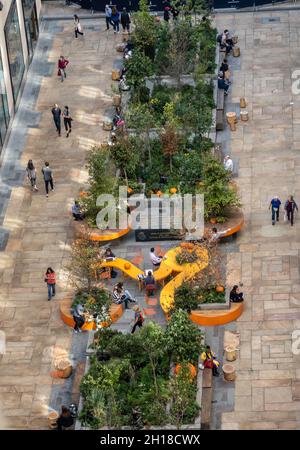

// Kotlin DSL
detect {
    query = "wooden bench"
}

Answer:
[201,368,212,430]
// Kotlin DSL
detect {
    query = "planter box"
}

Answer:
[198,288,230,310]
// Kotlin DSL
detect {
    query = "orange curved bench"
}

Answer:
[59,294,123,331]
[190,302,244,327]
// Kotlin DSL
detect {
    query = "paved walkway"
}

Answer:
[216,7,300,429]
[0,14,121,429]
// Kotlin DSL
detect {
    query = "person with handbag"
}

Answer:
[201,345,220,377]
[269,195,281,225]
[284,195,298,226]
[51,103,61,136]
[44,267,56,301]
[42,161,54,197]
[63,106,73,137]
[74,14,83,39]
[73,304,85,333]
[121,8,131,34]
[26,159,38,191]
[57,56,69,82]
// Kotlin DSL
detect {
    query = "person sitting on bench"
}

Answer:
[145,270,155,296]
[72,200,84,220]
[150,247,162,267]
[218,72,229,95]
[229,284,244,303]
[220,30,234,55]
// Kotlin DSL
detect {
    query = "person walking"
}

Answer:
[111,6,120,34]
[26,159,38,191]
[57,56,69,82]
[45,267,56,301]
[269,195,281,225]
[63,106,73,137]
[74,14,83,39]
[121,8,131,34]
[73,303,85,333]
[131,305,145,334]
[51,103,61,136]
[42,161,54,197]
[57,405,74,431]
[284,195,298,226]
[105,5,112,31]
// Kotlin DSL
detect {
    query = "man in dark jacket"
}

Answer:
[121,8,130,33]
[51,103,61,136]
[269,195,281,225]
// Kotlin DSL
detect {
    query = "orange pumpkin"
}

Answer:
[174,363,197,378]
[216,286,224,292]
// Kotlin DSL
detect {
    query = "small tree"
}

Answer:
[200,156,240,220]
[140,322,165,396]
[132,0,159,60]
[66,230,102,292]
[125,50,153,103]
[165,309,202,363]
[126,104,156,164]
[161,124,179,172]
[110,139,140,186]
[170,364,199,429]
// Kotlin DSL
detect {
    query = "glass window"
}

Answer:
[22,0,39,60]
[4,0,25,102]
[0,53,9,150]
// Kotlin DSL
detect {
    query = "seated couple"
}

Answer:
[112,283,136,309]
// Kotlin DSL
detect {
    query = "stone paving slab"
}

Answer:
[216,10,300,429]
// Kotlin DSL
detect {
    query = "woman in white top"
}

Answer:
[74,14,83,38]
[26,159,38,191]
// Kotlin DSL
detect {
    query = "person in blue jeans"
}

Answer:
[269,195,281,225]
[111,6,120,33]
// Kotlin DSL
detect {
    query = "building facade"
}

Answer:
[0,0,41,156]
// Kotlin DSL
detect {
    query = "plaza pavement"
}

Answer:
[0,14,125,429]
[216,7,300,429]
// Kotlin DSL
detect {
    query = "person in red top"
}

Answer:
[45,267,56,301]
[57,56,69,82]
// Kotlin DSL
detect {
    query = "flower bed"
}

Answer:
[80,311,203,429]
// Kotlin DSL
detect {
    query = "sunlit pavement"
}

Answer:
[0,8,121,429]
[216,7,300,429]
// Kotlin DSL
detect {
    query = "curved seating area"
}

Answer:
[99,243,243,326]
[59,294,123,331]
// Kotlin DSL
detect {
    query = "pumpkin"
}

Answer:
[174,363,197,378]
[216,286,224,292]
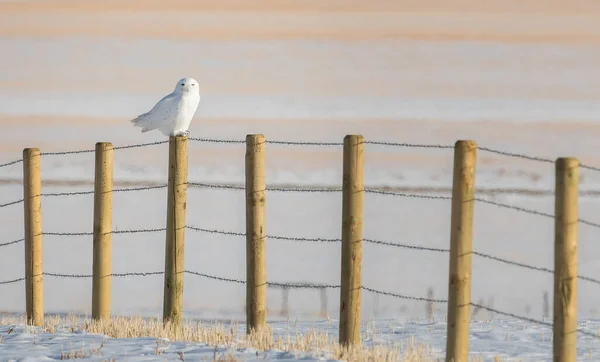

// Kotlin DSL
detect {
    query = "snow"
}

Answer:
[0,319,600,362]
[0,2,600,361]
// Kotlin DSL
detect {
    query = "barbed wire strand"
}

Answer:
[42,228,167,236]
[186,225,600,284]
[364,141,454,149]
[0,278,25,285]
[7,137,600,171]
[0,199,25,208]
[113,140,169,150]
[0,270,600,338]
[0,158,23,168]
[0,238,25,248]
[364,188,452,200]
[188,137,246,143]
[41,185,167,196]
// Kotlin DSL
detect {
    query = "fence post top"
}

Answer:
[169,135,187,142]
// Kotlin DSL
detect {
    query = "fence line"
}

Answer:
[0,270,600,339]
[0,137,600,171]
[8,181,600,228]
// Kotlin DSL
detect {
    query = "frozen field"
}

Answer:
[0,319,600,362]
[0,0,600,361]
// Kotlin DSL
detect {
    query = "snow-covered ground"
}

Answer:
[0,319,600,362]
[0,0,600,361]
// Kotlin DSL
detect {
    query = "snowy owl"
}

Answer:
[130,78,200,136]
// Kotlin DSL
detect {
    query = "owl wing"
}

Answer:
[130,93,181,132]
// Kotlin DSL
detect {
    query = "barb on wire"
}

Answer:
[365,141,454,149]
[185,270,340,289]
[0,278,25,285]
[361,286,448,303]
[187,182,246,190]
[42,228,167,236]
[112,228,167,234]
[474,197,554,219]
[42,231,94,236]
[188,137,246,143]
[363,238,450,253]
[186,225,340,243]
[265,140,344,146]
[477,146,554,163]
[0,238,25,247]
[187,182,342,192]
[186,225,246,236]
[113,185,168,192]
[474,197,600,228]
[43,271,165,279]
[36,140,169,156]
[267,282,340,289]
[42,185,167,196]
[473,251,554,274]
[185,270,246,284]
[0,199,25,208]
[113,140,169,150]
[364,189,452,200]
[0,158,23,168]
[267,187,342,192]
[40,150,96,156]
[42,190,94,196]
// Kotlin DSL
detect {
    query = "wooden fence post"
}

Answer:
[92,142,113,320]
[446,141,477,362]
[163,136,188,329]
[23,148,44,326]
[553,157,579,362]
[246,134,267,333]
[339,135,364,346]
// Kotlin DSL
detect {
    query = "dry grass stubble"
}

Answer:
[0,315,482,362]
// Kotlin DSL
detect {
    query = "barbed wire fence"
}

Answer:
[0,137,600,339]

THE PROBLEM:
Rename "detect" to "locate" throughout everything from the start of the material down to the line containing "[0,53,9,150]", including both ends, and change nothing else. Leave the pictures out of your answer.

TASK OUTPUT:
// Kotlin DSL
locate {
    query = "wooden bench"
}

Answer:
[201,368,212,430]
// Kotlin DSL
locate {
    query = "planter box"
}

Answer:
[198,288,230,310]
// Kotlin DSL
locate {
    query = "orange curved bench"
}

Answer:
[59,294,123,331]
[190,302,244,327]
// Kotlin DSL
locate {
    query = "paved walkway"
}

Answer:
[216,7,300,429]
[0,14,121,429]
// Kotlin DSL
locate {
    query = "person with handbag"
}

Answer:
[201,345,220,377]
[269,195,281,225]
[284,195,298,226]
[51,103,61,136]
[44,267,56,301]
[42,161,54,197]
[63,106,73,137]
[74,14,83,39]
[73,304,85,333]
[121,8,131,34]
[26,159,38,191]
[57,56,69,82]
// Kotlin DSL
locate {
    query = "person sitting on bench"
}

Answer:
[145,270,155,296]
[72,200,84,220]
[150,247,162,267]
[218,72,229,95]
[229,284,244,303]
[220,30,234,55]
// Kotlin DSL
locate {
    query = "person walking"
}

Answer:
[111,6,120,34]
[26,159,38,191]
[57,56,69,82]
[45,267,56,301]
[269,195,281,225]
[63,106,73,137]
[74,14,83,39]
[121,8,131,34]
[73,303,85,333]
[131,305,145,334]
[51,103,61,136]
[42,161,54,197]
[57,405,74,431]
[284,195,298,226]
[105,5,112,31]
// Kotlin DSL
locate {
    query = "man in dark jacket"
}

Answer:
[121,8,130,33]
[51,103,61,136]
[269,195,281,225]
// Kotlin DSL
locate {
    query = "orange pumpkin"
}

Answer:
[174,363,197,378]
[216,286,224,292]
// Kotlin DSL
locate {
    query = "small tree"
}

Answer:
[200,156,240,220]
[140,322,165,396]
[132,0,159,60]
[66,230,102,292]
[125,50,153,103]
[165,309,202,363]
[126,104,156,164]
[161,124,179,172]
[110,139,140,186]
[170,364,199,429]
// Kotlin DSL
locate {
    query = "glass window"
}

Answer:
[22,0,39,60]
[4,0,25,102]
[0,53,9,150]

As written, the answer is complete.